═════ Task input ═════

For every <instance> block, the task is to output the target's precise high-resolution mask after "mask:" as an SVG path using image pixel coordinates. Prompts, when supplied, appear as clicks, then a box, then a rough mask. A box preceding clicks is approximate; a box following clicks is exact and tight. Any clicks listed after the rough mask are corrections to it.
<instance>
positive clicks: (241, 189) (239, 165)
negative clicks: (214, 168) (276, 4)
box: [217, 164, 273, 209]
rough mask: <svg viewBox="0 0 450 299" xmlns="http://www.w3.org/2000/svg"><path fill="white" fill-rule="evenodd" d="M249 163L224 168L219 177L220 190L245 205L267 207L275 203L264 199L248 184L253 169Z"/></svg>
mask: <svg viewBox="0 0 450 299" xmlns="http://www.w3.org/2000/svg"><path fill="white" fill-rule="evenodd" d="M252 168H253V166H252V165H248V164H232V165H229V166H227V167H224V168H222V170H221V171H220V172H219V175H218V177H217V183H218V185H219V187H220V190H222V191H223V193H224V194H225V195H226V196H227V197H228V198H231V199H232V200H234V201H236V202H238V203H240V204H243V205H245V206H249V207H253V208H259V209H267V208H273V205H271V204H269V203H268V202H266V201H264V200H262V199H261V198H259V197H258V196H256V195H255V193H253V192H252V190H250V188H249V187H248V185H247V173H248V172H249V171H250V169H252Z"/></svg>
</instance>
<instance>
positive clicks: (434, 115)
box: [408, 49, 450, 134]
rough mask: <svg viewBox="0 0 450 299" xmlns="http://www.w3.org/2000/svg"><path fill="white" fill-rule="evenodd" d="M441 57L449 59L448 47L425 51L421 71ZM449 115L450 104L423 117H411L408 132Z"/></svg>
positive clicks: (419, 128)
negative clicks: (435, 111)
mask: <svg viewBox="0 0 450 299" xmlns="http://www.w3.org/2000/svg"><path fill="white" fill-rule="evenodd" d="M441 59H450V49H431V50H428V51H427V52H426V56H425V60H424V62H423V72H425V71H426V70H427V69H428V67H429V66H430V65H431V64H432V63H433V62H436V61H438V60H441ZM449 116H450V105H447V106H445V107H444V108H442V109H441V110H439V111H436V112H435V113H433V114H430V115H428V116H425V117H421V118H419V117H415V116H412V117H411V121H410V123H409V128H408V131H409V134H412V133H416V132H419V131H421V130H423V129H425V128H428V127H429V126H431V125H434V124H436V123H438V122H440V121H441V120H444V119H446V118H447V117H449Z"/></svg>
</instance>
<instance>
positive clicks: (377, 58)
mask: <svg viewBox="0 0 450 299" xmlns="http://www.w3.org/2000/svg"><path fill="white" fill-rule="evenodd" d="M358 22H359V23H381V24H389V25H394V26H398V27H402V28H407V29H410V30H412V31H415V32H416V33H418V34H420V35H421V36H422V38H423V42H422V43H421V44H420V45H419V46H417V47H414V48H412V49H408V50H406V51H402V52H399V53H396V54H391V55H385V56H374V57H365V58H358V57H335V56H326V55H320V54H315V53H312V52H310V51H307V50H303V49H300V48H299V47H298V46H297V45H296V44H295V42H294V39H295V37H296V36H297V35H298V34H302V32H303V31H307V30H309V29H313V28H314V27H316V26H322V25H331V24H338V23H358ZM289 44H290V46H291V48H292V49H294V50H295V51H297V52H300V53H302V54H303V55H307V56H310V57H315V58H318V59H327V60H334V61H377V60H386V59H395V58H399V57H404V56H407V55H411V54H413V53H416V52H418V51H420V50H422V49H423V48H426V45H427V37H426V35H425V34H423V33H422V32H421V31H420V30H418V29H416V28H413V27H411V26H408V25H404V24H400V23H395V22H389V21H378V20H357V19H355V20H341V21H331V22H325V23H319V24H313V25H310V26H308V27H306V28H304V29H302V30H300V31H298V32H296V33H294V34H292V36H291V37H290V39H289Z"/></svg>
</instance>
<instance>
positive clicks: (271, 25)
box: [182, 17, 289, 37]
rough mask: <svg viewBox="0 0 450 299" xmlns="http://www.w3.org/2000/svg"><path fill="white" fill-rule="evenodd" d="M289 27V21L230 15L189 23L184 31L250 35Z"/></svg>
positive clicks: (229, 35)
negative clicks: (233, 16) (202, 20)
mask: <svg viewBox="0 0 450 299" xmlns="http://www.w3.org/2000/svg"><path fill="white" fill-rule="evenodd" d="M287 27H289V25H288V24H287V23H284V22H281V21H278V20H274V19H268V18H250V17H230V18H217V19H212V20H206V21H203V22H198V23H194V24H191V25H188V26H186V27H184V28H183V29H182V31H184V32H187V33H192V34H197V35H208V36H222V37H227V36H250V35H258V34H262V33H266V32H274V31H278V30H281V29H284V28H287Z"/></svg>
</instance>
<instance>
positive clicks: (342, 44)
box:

═════

### Exercise aim
Reproduce each entry word for word.

### Exercise response
For every <instance> block, the task is to output the target's precise high-resolution mask after "mask:" as an SVG path using image pixel coordinates. Prompts, when supplied, appear as clicks, then a box, then a rough mask. A box preceding clicks is approximate; a box following clicks is exact and tight. Any clicks listed after the rough mask are corrections to it.
<instance>
positive clicks: (241, 189) (239, 165)
negative clicks: (214, 168) (276, 4)
box: [217, 164, 273, 209]
rough mask: <svg viewBox="0 0 450 299" xmlns="http://www.w3.org/2000/svg"><path fill="white" fill-rule="evenodd" d="M249 163L224 168L219 177L220 190L245 205L267 207L275 203L264 199L248 184L253 169Z"/></svg>
mask: <svg viewBox="0 0 450 299" xmlns="http://www.w3.org/2000/svg"><path fill="white" fill-rule="evenodd" d="M252 168H253V166H252V165H248V164H232V165H229V166H227V167H224V168H222V170H221V171H220V172H219V175H218V177H217V183H218V185H219V187H220V190H222V191H223V193H224V194H225V195H226V196H227V197H228V198H231V199H232V200H234V201H236V202H238V203H240V204H243V205H245V206H249V207H253V208H259V209H267V208H273V205H271V204H269V203H268V202H266V201H264V200H262V199H261V198H259V197H258V196H256V195H255V193H253V192H252V190H250V188H249V187H248V185H247V173H248V172H249V171H250V169H252Z"/></svg>
</instance>
<instance>
positive clicks: (434, 115)
box: [408, 49, 450, 134]
rough mask: <svg viewBox="0 0 450 299" xmlns="http://www.w3.org/2000/svg"><path fill="white" fill-rule="evenodd" d="M441 57L449 59L448 47L425 51L421 71ZM449 115L450 104L423 117H411L408 132Z"/></svg>
positive clicks: (419, 128)
negative clicks: (435, 111)
mask: <svg viewBox="0 0 450 299" xmlns="http://www.w3.org/2000/svg"><path fill="white" fill-rule="evenodd" d="M441 59H450V49H431V50H428V51H427V52H426V56H425V60H424V62H423V72H425V71H426V70H427V69H428V67H429V66H430V65H431V64H432V63H433V62H436V61H438V60H441ZM449 116H450V105H447V106H445V107H444V108H442V109H441V110H439V111H436V112H435V113H433V114H430V115H428V116H425V117H421V118H419V117H415V116H412V117H411V121H410V123H409V128H408V131H409V134H412V133H416V132H419V131H421V130H423V129H425V128H428V127H429V126H431V125H434V124H436V123H438V122H440V121H441V120H444V119H446V118H447V117H449Z"/></svg>
</instance>
<instance>
positive clicks: (377, 58)
mask: <svg viewBox="0 0 450 299" xmlns="http://www.w3.org/2000/svg"><path fill="white" fill-rule="evenodd" d="M358 22H359V23H381V24H389V25H394V26H398V27H402V28H407V29H410V30H412V31H415V32H416V33H418V34H420V35H421V36H422V38H423V42H422V43H421V44H420V45H419V46H417V47H414V48H412V49H408V50H406V51H402V52H399V53H396V54H391V55H385V56H374V57H365V58H358V57H335V56H326V55H320V54H315V53H312V52H310V51H307V50H303V49H300V48H299V47H298V46H297V45H296V44H295V42H294V39H295V37H296V36H297V35H298V34H302V32H303V31H307V30H309V29H313V28H314V27H316V26H322V25H331V24H338V23H358ZM289 44H290V46H291V48H292V49H294V50H295V51H297V52H300V53H302V54H303V55H307V56H310V57H315V58H318V59H327V60H334V61H377V60H386V59H395V58H399V57H404V56H407V55H411V54H413V53H416V52H418V51H420V50H422V49H423V48H426V45H427V37H426V35H425V34H423V33H422V32H421V31H420V30H418V29H416V28H413V27H411V26H408V25H404V24H400V23H395V22H389V21H378V20H357V19H355V20H341V21H331V22H325V23H319V24H313V25H310V26H308V27H306V28H304V29H302V30H300V31H298V32H296V33H294V34H292V36H291V37H290V39H289Z"/></svg>
</instance>
<instance>
positive clicks: (271, 25)
box: [182, 17, 289, 37]
rough mask: <svg viewBox="0 0 450 299" xmlns="http://www.w3.org/2000/svg"><path fill="white" fill-rule="evenodd" d="M289 27V21L230 15L189 23L184 31L250 35Z"/></svg>
positive clicks: (229, 35)
negative clicks: (233, 16) (202, 20)
mask: <svg viewBox="0 0 450 299" xmlns="http://www.w3.org/2000/svg"><path fill="white" fill-rule="evenodd" d="M287 27H289V25H288V24H287V23H284V22H281V21H278V20H274V19H268V18H250V17H230V18H217V19H212V20H206V21H203V22H198V23H194V24H191V25H188V26H186V27H184V28H183V29H182V31H184V32H187V33H192V34H197V35H208V36H222V37H227V36H250V35H258V34H262V33H266V32H274V31H278V30H281V29H284V28H287Z"/></svg>
</instance>
<instance>
positive clicks: (342, 44)
box:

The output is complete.